§ TO BE DONE
Substitute "for each instance" for every occurrence of "per instance" in the data below. Reproduce everything else without change.

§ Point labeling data
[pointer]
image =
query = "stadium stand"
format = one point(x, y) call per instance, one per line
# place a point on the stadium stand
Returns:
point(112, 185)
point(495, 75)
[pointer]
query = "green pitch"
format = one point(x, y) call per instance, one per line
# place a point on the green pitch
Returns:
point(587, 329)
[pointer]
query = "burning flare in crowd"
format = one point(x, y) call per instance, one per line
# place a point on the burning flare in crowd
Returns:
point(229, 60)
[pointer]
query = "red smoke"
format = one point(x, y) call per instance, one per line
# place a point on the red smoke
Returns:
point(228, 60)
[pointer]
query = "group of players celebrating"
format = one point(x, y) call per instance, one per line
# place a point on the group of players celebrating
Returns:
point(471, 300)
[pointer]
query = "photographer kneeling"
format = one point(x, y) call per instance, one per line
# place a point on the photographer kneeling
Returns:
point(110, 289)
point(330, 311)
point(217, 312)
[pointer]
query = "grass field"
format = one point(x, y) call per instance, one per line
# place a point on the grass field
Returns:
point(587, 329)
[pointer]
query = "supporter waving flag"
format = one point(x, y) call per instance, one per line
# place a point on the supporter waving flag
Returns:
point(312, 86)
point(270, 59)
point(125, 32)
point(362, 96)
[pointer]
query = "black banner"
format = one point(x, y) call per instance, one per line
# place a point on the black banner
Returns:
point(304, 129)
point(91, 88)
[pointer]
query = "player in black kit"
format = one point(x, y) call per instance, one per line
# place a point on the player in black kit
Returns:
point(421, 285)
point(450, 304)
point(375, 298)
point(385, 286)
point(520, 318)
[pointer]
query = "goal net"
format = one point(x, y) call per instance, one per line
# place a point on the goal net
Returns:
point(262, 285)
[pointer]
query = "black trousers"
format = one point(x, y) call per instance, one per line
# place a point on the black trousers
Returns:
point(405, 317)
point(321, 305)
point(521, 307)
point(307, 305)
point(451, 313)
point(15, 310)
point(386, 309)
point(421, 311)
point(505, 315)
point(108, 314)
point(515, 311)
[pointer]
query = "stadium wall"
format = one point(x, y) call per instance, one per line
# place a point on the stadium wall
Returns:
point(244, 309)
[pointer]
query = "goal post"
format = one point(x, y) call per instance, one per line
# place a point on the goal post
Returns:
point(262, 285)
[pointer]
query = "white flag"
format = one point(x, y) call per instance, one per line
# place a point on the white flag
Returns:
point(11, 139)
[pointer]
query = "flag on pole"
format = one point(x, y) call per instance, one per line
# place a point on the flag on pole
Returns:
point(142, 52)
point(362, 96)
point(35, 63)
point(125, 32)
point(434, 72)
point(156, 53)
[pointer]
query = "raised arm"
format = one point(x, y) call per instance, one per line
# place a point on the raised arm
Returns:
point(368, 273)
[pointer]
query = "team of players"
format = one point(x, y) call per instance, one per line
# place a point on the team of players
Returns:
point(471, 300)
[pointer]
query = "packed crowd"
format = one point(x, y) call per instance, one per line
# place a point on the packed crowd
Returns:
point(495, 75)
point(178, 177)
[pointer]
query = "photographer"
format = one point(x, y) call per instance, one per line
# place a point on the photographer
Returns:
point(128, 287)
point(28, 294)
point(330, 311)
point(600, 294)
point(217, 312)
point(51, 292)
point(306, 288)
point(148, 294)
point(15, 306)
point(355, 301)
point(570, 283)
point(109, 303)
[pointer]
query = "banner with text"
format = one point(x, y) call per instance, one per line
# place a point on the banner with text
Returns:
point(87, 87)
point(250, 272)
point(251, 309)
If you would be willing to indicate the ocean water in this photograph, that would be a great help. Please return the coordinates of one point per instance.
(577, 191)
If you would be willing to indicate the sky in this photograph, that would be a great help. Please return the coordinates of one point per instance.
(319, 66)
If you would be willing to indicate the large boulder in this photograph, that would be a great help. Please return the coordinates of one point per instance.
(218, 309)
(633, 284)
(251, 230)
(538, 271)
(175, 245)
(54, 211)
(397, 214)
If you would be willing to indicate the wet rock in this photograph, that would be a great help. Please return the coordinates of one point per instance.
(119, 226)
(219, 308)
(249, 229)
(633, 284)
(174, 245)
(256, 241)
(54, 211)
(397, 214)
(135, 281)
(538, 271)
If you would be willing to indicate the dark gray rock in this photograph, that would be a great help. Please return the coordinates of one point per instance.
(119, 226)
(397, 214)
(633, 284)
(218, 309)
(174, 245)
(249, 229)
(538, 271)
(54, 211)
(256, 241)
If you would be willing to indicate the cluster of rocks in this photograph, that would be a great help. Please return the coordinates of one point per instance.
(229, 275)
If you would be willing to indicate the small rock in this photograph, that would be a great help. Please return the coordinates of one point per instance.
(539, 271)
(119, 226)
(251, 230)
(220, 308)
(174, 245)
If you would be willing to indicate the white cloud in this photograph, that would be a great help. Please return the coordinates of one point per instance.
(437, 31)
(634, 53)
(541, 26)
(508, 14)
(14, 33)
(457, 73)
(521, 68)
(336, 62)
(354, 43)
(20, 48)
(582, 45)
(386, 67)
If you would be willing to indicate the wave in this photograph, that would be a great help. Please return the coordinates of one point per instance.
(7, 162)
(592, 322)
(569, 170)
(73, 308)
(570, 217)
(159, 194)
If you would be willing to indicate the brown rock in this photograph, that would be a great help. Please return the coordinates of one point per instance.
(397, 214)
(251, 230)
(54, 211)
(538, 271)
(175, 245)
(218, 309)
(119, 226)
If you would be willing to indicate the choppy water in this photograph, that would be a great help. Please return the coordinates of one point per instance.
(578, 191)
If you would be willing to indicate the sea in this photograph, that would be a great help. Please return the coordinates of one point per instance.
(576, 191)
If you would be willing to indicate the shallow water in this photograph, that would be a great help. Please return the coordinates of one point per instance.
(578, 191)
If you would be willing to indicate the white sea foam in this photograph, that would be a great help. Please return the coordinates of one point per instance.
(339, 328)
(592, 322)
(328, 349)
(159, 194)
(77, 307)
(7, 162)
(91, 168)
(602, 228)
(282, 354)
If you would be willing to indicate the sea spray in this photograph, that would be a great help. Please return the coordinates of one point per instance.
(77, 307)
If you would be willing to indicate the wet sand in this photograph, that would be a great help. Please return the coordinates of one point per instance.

§ FINISHED ANSWER
[pointer]
image =
query = "stadium stand"
format = one point(x, y) call for each instance, one per line
# place a point on the stadium stand
Returns:
point(112, 185)
point(495, 75)
[pointer]
query = "green pitch"
format = one point(x, y) call for each instance, one per line
# place a point on the green pitch
Returns:
point(587, 329)
[pointer]
query = "burning flare in crowd"
format = one point(x, y) call for each instance, one per line
# place a point on the burning flare in crowd
Returns:
point(229, 60)
[pointer]
query = "red smoke"
format = one point(x, y) call for each instance, one per line
# place a point on the red smoke
Returns:
point(228, 60)
[pointer]
query = "group of players celebrating"
format = one point(x, y) call for each instance, one per line
# place a point on the group of players celebrating
Returns:
point(471, 300)
[pointer]
query = "photographer kneeling"
format = one point(x, y) call for each instance, one per line
# place a point on the photographer kneeling
Returns:
point(110, 289)
point(330, 311)
point(217, 312)
[pointer]
query = "grass field"
format = one point(x, y) call for each instance, one per line
# place a point on the grass field
Returns:
point(587, 329)
[pointer]
query = "supporter waving flag"
format = one point(x, y) call for each instance, one per line
# place a point on the supporter waving flag
Returns:
point(312, 86)
point(270, 59)
point(125, 32)
point(362, 96)
[pointer]
query = "black banner"
format = one point(x, y) call for each instance, one per line
# place a point on the black banner
Returns:
point(304, 129)
point(91, 88)
[pointer]
query = "player in black kit"
format = one point(x, y) call for each instance, one per line
# place a point on the player in black kit
Returns:
point(421, 285)
point(450, 304)
point(375, 298)
point(385, 286)
point(520, 318)
[pointer]
query = "goal net"
format = one point(x, y) call for each instance, one per line
# place a point on the goal net
Returns:
point(262, 285)
[pointer]
query = "black trousers"
format = one point(x, y) call for each instance, one per line
# place a point on the black trousers
Returns:
point(405, 317)
point(321, 305)
point(521, 307)
point(307, 305)
point(451, 313)
point(15, 310)
point(386, 309)
point(421, 311)
point(505, 315)
point(108, 314)
point(515, 311)
[pointer]
query = "stadium wall"
format = one point(x, y) call for each instance, one per line
# place a point on the stadium wall
Returns:
point(244, 309)
[pointer]
query = "goal post"
format = one point(x, y) call for each instance, one per line
# place a point on the goal post
Returns:
point(262, 285)
[pointer]
query = "white flag"
format = one point(x, y) call for each instance, one per line
# place a point on the white flag
Returns:
point(11, 139)
[pointer]
query = "flag on pole"
format = one point(x, y) call for each instance, one per line
# place a point on the flag on pole
Returns:
point(142, 52)
point(362, 96)
point(35, 63)
point(125, 32)
point(434, 72)
point(156, 53)
[pointer]
query = "raised arm"
format = one point(x, y) call for each instance, one per line
# place a point on the raised arm
Returns:
point(368, 273)
[pointer]
query = "team of players"
format = one point(x, y) call for each instance, one per line
# place a point on the team of players
Returns:
point(471, 300)
[pointer]
query = "packed crowd"
format = one point(x, y) call for each instance, one per line
# place a point on the packed crowd
Returns:
point(495, 75)
point(178, 177)
[pointer]
query = "photographer"
format = one point(x, y) call for each instance, one per line
# place a point on the photographer
Returns:
point(128, 287)
point(28, 294)
point(330, 311)
point(600, 294)
point(217, 312)
point(51, 292)
point(306, 288)
point(148, 294)
point(15, 306)
point(355, 301)
point(570, 283)
point(109, 303)
[pointer]
query = "banner with text"
format = one point(x, y) call for each instance, one per line
# place a point on the banner with text
Returns:
point(87, 87)
point(250, 272)
point(251, 309)
If you would be willing to indicate the ocean water in this photograph, that would be a great help. Please return the coordinates of one point for each instance.
(577, 191)
If you would be willing to indicate the sky in this photograph, that would be a great help. Please return the coordinates of one point for each instance.
(319, 66)
If you would be willing to indicate the large boulder in this photograph, that would be a great help. Please return the coordinates of one point for each instance.
(218, 309)
(633, 284)
(251, 230)
(538, 271)
(175, 245)
(54, 211)
(397, 214)
If you would be willing to indicate the wet rock in this photograph, that would be a great help. Please return the coordinates of one point for each instance.
(119, 226)
(219, 308)
(249, 229)
(633, 284)
(174, 245)
(256, 241)
(54, 211)
(397, 214)
(135, 281)
(538, 271)
If you would be willing to indicate the dark gray rock in this photograph, that would be a great help. Please return the coordinates of one point for each instance.
(119, 226)
(397, 214)
(633, 284)
(218, 309)
(174, 245)
(249, 229)
(538, 271)
(54, 211)
(256, 241)
If you would be willing to indicate the cluster of rocks in this photograph, that would be a great help. Please return the coordinates of one point for each instance.
(229, 275)
If you would be willing to indicate the small rock in this photograph, that would be a great help. Please return the coordinates of one point for each instance.
(539, 271)
(119, 226)
(251, 230)
(220, 308)
(174, 245)
If you would be willing to indicate the white cloud in this photograph, that would be a great help. Please return the coordinates of one point for each instance.
(437, 31)
(634, 53)
(541, 26)
(508, 14)
(14, 33)
(457, 73)
(521, 68)
(336, 62)
(354, 43)
(20, 48)
(582, 45)
(386, 67)
If you would be willing to indicate the wave in this photograph, that would be a great help. Please return the coordinates of one point for each instance.
(7, 162)
(592, 322)
(569, 170)
(73, 308)
(570, 217)
(159, 194)
If you would be willing to indicate the brown rock in this photograph, that would be a great help. Please return the coordinates of one point for each instance.
(397, 214)
(251, 230)
(54, 211)
(538, 271)
(175, 245)
(218, 309)
(119, 226)
If you would be willing to indicate the choppy water in this photograph, that would be a great help. Please return the coordinates of one point for each instance.
(578, 191)
If you would be willing to indicate the sea in this photograph, that would be a great help. Please return the coordinates of one point for each instance.
(576, 191)
If you would be willing to indicate the shallow water in this photograph, that would be a great help. Please return the coordinates of one point for each instance.
(578, 191)
If you would be willing to indicate the white sea foam in this photograph, that would be a great help. Please return the coordinates of one point for each instance.
(339, 328)
(592, 322)
(328, 349)
(159, 194)
(77, 307)
(7, 162)
(91, 168)
(602, 228)
(282, 354)
If you would be willing to indicate the sea spray in this photograph, that would be a great help. Please return the coordinates of one point for each instance.
(77, 307)
If you would be willing to indicate the wet sand in this photograph, that would be a great help. Please return the coordinates of one point for each instance.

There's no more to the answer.